▶ _What the task requires_: Put the lines below into a Markdown table with two columns, Row and Text. Number each line in order and leave out any blank ones.

▶ _Rows from a box-labeling dataset_:
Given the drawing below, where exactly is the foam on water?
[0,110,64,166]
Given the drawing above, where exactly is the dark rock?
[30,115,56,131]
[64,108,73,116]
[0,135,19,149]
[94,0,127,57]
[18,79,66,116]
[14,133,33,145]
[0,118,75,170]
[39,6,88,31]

▶ _Exercise output_:
| Row | Text |
|---|---|
| 1 | Given the drawing below, where exactly is the foam on water? |
| 2 | [0,110,64,166] |
| 3 | Given the drawing above, where exactly is the dark rock? |
| 4 | [30,115,56,131] |
| 5 | [64,108,73,116] |
| 6 | [0,135,19,149] |
| 7 | [94,0,127,57] |
| 8 | [18,79,66,116] |
| 9 | [14,133,33,145] |
| 10 | [0,118,75,170] |
| 11 | [39,6,88,31] |